#### [TRAVAIL À FAIRE]
a - Relevez tous les noms propres de lieux qui figurent dans le texte, dans leur ordre de première apparition.
b - Reproduisez fidèlement le passage du texte qui commence aux mots « Alors que le » et s'arrête après « quelques encablures de Kiev. ».

#### [TEXTE]
Français d'origine, Gérald Thomasset est installé en Ukraine depuis plus de vingt ans, à la tête d'un élevage de 16 000 canards à l'ouest de Kiev. Dès les premiers jours du conflit, son exploitation a été détruite. Récit.

Alors que le conflit dure toujours en Ukraine, les activités agricoles sont rendues de plus en plus difficiles, voire impossibles. Certains ont même vu leur exploitation détruite par les bombardements russes. Gérald Thomasset fait partie de ceux-là. Expatrié en Ukraine depuis plus de vingt ans, ce Français est à la tête d'un élevage de 16 000 canards et d'une société de transformation de viande à quelques encablures de Kiev.

Au lendemain des premières attaques russes, il a vu son outil de travail détruit et a été contraint de fuir à l'ouest du pays. Il raconte : « Les Russes sont arrivés dès les premiers jours du conflit, ils ont pris Tchernobyl et dans la foulée ils sont arrivés à Boutcha. Nous avons de suite été privés d'eau, d'électricité et nous n'avions pas d'information. L'angoisse est vite montée et nous savions que nous allions manquer rapidement du minimum vital. Nous avons pu sortir de la ville et j'ai choisi de partir. La route a été très longue en raison de l'afflux massif d'Ukrainiens qui cherchaient à fuir ». Après plusieurs jours sur les routes, Gérald Thomasset a trouvé refuge avec sa famille chez Bernard Wilem, à Lviv, à quelques kilomètres de la frontière polonaise (lire aussi ci-dessous).

#### [DONNÉES BRUTES]
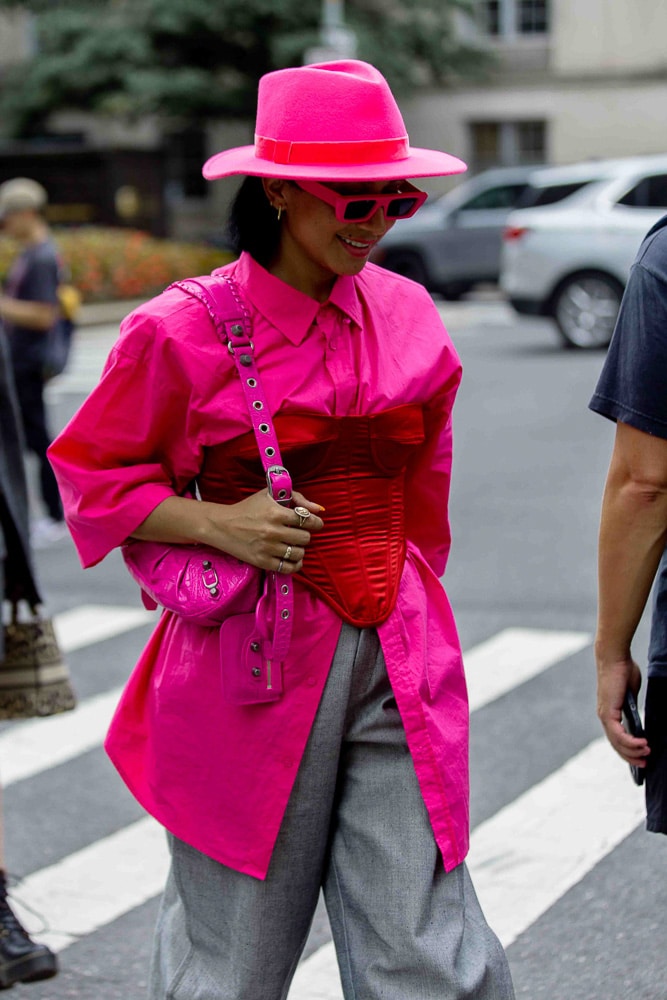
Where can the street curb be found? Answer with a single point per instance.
(98, 313)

#### [RÉPONSES]
a - Ukraine, Kiev, Tchernobyl, Boutcha, Lviv

b -
Alors que le conflit dure toujours en Ukraine, les activités agricoles sont rendues de plus en plus difficiles, voire impossibles. Certains ont même vu leur exploitation détruite par les bombardements russes. Gérald Thomasset fait partie de ceux-là. Expatrié en Ukraine depuis plus de vingt ans, ce Français est à la tête d'un élevage de 16 000 canards et d'une société de transformation de viande à quelques encablures de Kiev.